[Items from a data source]
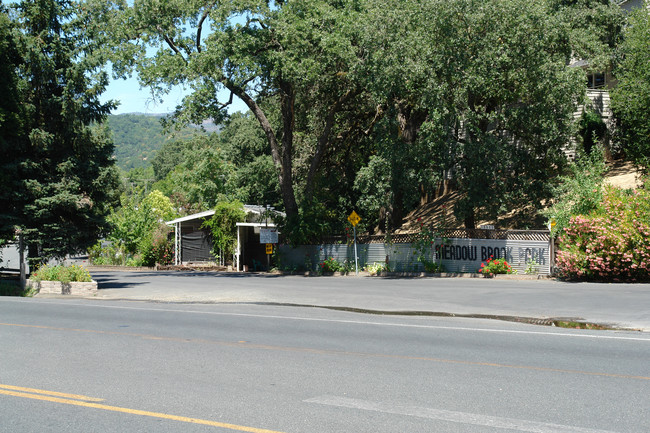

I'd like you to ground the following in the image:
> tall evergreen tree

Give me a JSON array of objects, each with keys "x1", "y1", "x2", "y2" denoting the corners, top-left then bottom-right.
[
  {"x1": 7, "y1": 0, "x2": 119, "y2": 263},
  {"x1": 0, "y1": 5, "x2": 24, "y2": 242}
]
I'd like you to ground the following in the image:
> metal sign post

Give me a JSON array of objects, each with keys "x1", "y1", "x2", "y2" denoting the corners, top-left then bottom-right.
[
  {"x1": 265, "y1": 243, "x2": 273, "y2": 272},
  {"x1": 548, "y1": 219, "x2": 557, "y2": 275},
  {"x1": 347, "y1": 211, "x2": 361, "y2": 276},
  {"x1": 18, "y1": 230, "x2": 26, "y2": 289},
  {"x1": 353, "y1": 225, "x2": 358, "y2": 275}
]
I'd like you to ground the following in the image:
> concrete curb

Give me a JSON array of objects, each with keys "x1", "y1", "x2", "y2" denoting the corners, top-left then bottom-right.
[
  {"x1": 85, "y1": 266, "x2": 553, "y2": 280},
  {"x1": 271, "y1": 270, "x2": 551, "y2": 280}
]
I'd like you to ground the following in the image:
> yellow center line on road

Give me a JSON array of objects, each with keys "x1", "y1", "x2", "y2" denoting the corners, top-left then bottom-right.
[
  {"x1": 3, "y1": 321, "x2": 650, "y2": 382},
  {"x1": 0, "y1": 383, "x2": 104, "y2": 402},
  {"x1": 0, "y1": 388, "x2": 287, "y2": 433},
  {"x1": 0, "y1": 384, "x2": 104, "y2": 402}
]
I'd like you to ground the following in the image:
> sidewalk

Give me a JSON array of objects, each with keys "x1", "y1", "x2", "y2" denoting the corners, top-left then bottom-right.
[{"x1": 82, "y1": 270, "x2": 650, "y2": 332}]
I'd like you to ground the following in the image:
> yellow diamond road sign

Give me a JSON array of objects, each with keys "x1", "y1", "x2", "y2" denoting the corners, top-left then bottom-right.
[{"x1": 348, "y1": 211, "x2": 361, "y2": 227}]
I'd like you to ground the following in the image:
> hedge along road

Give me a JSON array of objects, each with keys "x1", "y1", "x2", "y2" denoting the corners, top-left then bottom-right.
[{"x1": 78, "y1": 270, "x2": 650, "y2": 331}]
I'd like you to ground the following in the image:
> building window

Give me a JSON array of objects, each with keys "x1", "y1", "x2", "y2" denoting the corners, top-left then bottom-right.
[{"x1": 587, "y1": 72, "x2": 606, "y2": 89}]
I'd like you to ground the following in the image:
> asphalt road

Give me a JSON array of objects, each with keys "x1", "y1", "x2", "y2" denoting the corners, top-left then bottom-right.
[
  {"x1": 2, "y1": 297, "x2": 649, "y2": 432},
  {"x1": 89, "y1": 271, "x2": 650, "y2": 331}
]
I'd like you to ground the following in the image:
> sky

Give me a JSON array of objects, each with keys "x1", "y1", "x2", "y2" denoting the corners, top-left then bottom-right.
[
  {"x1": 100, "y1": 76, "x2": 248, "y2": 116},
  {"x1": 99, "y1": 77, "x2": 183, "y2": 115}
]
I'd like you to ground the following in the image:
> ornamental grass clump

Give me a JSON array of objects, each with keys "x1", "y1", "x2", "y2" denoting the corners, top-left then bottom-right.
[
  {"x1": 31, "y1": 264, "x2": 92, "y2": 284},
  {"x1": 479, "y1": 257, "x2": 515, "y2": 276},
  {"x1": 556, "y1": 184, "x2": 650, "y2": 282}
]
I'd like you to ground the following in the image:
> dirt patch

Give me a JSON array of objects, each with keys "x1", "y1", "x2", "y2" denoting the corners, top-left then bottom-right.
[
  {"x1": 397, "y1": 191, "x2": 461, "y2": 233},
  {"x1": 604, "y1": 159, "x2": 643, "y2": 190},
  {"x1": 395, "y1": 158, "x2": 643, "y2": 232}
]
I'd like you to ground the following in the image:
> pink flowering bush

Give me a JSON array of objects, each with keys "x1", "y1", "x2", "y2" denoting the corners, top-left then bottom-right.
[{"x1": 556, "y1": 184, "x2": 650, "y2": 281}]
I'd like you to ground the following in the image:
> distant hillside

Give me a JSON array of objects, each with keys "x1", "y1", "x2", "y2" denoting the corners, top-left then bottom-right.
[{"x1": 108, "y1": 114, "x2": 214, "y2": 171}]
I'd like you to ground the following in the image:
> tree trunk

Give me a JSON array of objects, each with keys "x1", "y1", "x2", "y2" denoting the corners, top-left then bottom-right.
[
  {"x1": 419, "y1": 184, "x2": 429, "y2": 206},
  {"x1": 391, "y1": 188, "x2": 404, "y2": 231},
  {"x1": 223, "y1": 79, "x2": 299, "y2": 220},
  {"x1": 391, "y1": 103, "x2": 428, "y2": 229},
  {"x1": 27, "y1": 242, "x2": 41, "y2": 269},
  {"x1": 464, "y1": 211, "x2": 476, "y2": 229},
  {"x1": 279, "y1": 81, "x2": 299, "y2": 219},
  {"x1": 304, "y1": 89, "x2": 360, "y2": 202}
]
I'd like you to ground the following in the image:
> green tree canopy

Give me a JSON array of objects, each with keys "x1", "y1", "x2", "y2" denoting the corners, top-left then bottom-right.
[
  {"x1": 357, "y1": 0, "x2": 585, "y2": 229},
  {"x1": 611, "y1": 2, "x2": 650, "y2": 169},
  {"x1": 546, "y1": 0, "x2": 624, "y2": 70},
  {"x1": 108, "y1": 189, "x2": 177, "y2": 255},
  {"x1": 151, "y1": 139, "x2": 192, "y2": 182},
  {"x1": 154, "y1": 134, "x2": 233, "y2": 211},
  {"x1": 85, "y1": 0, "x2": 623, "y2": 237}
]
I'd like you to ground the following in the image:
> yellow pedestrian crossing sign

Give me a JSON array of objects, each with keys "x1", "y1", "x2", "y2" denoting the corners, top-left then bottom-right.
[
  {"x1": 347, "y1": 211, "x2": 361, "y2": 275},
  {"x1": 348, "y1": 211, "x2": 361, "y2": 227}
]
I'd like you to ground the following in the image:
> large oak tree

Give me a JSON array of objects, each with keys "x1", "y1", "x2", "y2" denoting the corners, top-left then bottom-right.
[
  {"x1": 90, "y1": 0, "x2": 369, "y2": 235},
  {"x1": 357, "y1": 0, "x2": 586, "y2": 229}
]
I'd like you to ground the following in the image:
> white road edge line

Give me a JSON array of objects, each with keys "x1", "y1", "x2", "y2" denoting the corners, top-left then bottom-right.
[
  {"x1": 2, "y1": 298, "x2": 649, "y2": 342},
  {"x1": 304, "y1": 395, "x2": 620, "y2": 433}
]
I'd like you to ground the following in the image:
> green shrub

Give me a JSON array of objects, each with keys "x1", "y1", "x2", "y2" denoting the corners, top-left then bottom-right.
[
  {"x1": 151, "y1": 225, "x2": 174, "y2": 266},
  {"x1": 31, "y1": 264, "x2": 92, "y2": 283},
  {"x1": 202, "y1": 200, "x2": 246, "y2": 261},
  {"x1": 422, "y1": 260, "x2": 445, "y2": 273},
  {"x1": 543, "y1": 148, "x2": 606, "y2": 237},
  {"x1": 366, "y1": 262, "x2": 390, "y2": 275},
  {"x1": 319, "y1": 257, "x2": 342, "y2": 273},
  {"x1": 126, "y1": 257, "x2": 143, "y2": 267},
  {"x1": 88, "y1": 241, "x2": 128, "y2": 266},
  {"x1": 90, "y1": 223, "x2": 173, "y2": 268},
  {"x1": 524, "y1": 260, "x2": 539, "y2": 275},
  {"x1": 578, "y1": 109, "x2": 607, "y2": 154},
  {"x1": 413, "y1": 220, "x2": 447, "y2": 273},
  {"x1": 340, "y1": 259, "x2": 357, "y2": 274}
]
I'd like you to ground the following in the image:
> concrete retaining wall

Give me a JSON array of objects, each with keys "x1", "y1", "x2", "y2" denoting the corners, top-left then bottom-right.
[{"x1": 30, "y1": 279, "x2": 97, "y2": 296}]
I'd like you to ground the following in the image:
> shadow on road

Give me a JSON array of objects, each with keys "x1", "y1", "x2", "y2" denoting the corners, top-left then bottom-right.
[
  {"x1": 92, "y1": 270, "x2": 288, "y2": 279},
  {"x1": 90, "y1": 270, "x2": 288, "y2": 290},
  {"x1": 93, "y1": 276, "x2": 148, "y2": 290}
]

---

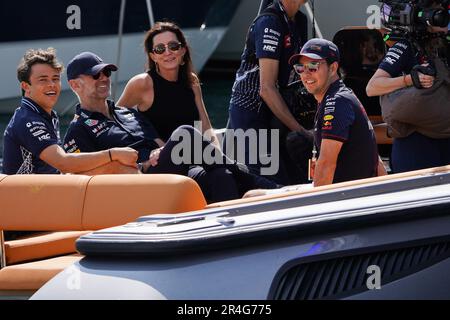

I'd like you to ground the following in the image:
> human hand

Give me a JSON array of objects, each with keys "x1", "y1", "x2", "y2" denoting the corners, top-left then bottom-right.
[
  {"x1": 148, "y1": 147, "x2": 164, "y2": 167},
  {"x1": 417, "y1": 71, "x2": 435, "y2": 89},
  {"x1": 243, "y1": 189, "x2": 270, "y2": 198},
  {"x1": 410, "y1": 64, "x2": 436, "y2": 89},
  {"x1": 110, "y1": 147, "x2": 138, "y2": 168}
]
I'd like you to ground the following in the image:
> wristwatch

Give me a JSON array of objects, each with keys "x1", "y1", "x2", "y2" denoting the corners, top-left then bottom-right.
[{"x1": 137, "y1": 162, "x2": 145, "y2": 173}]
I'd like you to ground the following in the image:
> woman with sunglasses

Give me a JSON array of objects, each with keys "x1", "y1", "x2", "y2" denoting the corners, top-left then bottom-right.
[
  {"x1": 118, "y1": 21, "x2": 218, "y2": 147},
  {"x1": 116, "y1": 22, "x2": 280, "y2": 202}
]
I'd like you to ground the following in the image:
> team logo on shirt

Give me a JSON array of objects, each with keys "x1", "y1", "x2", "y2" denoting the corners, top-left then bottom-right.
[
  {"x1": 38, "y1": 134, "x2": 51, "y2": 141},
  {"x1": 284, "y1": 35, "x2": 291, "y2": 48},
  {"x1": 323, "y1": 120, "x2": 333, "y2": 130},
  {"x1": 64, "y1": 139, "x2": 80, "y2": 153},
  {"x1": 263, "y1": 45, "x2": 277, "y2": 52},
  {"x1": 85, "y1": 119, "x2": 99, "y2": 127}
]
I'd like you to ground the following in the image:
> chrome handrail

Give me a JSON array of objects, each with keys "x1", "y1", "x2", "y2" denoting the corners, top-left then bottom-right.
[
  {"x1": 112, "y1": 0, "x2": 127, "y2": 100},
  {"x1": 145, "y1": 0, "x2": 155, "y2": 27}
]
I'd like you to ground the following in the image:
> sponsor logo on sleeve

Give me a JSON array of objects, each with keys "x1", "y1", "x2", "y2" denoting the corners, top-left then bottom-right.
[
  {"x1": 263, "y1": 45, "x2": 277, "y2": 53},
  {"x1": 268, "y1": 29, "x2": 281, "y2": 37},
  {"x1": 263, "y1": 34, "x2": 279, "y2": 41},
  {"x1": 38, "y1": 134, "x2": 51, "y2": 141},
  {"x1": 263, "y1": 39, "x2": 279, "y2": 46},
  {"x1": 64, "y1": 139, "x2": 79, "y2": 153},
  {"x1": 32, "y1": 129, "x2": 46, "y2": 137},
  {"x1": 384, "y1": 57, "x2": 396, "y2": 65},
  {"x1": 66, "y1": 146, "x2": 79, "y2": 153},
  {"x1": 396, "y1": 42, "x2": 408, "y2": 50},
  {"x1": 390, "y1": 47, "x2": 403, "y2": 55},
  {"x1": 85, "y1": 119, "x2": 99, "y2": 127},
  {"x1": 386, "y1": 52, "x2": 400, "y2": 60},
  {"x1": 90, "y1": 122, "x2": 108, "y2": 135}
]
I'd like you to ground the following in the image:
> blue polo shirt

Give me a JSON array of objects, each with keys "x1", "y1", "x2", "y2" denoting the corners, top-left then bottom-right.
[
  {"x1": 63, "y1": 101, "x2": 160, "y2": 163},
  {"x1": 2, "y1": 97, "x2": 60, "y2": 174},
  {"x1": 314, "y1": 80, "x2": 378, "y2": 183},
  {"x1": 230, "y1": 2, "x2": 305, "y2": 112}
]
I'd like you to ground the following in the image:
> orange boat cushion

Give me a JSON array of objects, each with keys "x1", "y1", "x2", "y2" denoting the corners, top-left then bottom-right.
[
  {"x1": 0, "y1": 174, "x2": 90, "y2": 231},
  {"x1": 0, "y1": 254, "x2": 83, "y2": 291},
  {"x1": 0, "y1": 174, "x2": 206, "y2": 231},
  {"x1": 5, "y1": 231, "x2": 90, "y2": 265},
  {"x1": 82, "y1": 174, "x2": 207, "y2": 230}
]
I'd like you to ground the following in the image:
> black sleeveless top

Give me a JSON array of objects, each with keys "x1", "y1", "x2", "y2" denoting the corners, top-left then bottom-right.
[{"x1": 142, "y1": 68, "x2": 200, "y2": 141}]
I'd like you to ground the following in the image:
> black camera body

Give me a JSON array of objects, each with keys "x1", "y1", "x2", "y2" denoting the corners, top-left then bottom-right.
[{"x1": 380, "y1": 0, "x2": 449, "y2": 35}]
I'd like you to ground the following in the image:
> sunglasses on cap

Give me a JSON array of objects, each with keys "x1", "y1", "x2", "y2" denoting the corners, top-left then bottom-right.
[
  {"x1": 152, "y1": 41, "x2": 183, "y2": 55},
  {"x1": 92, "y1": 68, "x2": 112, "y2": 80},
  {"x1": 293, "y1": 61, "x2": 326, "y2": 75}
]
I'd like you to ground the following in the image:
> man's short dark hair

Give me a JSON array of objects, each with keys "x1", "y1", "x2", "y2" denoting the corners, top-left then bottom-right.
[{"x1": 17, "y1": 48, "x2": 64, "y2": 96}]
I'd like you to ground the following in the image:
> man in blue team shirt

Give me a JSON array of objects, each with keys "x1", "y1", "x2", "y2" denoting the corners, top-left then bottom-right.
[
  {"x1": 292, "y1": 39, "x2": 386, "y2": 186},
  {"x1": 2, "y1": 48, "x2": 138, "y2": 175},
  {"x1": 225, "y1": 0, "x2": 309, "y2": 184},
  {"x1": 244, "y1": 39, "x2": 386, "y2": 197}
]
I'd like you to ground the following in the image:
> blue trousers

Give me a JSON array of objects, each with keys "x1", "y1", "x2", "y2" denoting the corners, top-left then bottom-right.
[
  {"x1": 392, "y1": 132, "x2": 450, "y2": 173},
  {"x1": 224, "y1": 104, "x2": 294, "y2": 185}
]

==

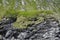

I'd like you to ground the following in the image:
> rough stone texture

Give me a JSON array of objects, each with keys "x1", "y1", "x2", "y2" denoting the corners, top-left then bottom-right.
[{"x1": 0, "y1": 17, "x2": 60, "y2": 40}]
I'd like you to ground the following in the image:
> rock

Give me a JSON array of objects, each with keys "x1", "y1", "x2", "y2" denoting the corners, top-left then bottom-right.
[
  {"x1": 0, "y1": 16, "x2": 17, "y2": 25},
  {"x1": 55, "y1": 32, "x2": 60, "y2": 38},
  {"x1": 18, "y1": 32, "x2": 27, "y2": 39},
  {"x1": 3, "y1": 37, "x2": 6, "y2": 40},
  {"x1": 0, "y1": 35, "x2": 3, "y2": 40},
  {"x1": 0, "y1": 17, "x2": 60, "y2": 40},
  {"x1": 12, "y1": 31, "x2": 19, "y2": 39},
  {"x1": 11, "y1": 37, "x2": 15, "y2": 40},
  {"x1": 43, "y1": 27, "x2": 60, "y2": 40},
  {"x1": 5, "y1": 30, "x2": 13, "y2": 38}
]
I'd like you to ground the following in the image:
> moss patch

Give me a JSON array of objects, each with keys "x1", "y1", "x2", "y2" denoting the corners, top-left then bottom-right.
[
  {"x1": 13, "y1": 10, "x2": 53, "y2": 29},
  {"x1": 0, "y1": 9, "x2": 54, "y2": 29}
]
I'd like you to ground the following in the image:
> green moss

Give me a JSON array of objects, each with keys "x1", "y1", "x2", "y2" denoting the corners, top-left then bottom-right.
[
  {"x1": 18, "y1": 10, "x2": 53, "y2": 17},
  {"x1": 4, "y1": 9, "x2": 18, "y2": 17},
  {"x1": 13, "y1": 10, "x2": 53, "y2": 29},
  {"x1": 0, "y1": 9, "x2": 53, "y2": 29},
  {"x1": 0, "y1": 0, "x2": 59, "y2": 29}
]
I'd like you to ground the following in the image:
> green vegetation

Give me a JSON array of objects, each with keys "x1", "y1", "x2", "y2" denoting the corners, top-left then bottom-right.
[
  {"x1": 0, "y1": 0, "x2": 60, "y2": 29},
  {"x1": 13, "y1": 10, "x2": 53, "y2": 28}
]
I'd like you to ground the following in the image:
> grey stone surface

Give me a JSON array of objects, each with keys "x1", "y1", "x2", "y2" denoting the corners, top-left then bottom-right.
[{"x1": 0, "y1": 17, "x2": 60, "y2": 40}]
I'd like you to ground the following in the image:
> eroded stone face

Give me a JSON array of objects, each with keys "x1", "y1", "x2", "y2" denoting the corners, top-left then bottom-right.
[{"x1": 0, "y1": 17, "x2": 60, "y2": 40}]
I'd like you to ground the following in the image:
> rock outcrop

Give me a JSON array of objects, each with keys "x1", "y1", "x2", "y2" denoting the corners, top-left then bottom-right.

Task item:
Check each line of the entries for "concrete" and copy those that have it.

Task solution:
> concrete curb
> concrete retaining wall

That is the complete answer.